**Written task A**. Return the passage of the text on industrialization and China below word for word, between "Seeing as China" and "stuff from them.", inclusive.

**Source document**.
-- -- --

Productivity improves in the agricultural sector due to new
technology, which pushes peseants into the cities where they become
factory workers.
Yes, there is a push. But this effect in and of itself is neither
"force" nor detrimental to their absolute standard of living.
As the economy industrializes, each acre of land produces more
wealth. The same number of peasants can be supported on the same
number of acres at a slightly higher standard of gut-wrenching
poverty. Their choice to stay in the countryside marks an
improvement over the old agricultural economy. And their choice to
move to the city, should they take it, marks an improvement over
the old agricultural economy.
Thus those in the countryside are better off due to
industrialization except for, as I noted above, their need to pay
attention to keep up with their neighbors.
Sure the Chinese are advancing, but if you get out of the
Shanghais and the Beijings, it's not quite the story you read in
the papers. For one, there's still a billion people in the West
that aren't even touched. This is like judging the economy of the
US based on the goings on of the California economy. Also, they're
using the old Soviet control of inflation, by denying it exists and
price controls.
Seeing as China owns less than 10% of our debt, they hardly "own"
us. If anything we "own" them more because of how much of their
industrial production is tied to buying stuff from them.

-- -- --

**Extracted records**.
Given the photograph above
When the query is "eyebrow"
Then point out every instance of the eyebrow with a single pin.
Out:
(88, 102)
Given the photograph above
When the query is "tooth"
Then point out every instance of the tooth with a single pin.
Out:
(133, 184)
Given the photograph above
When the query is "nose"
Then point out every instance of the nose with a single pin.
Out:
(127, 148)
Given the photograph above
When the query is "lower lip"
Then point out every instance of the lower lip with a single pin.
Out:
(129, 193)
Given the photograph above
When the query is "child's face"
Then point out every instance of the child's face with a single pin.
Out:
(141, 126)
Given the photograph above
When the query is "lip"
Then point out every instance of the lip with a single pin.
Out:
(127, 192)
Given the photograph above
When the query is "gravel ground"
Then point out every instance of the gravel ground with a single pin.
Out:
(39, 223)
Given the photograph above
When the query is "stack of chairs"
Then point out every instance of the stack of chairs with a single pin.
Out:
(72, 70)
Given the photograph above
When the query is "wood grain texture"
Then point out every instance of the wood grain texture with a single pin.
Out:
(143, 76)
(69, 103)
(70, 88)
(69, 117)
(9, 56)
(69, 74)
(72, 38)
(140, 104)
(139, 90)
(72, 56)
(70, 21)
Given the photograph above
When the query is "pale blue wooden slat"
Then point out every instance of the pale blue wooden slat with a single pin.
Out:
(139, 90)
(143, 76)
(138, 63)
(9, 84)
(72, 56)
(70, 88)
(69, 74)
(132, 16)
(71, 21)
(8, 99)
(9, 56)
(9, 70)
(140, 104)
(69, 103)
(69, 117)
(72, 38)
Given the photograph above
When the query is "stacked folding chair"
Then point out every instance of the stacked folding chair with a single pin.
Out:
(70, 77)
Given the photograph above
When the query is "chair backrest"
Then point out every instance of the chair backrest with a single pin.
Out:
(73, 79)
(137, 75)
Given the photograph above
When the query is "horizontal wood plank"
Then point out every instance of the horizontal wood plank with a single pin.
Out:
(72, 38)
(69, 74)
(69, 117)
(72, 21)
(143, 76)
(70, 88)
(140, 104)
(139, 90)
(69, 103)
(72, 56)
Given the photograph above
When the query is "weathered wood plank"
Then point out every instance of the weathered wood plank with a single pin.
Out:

-- -- --

**Written task B**. Give only the number of lines in the records above that contain the string "horizontal", where case counts.

**Full response A**.
Seeing as China owns less than 10% of our debt, they hardly "own"
us. If anything we "own" them more because of how much of their
industrial production is tied to buying stuff from them.

**Full response B**. 2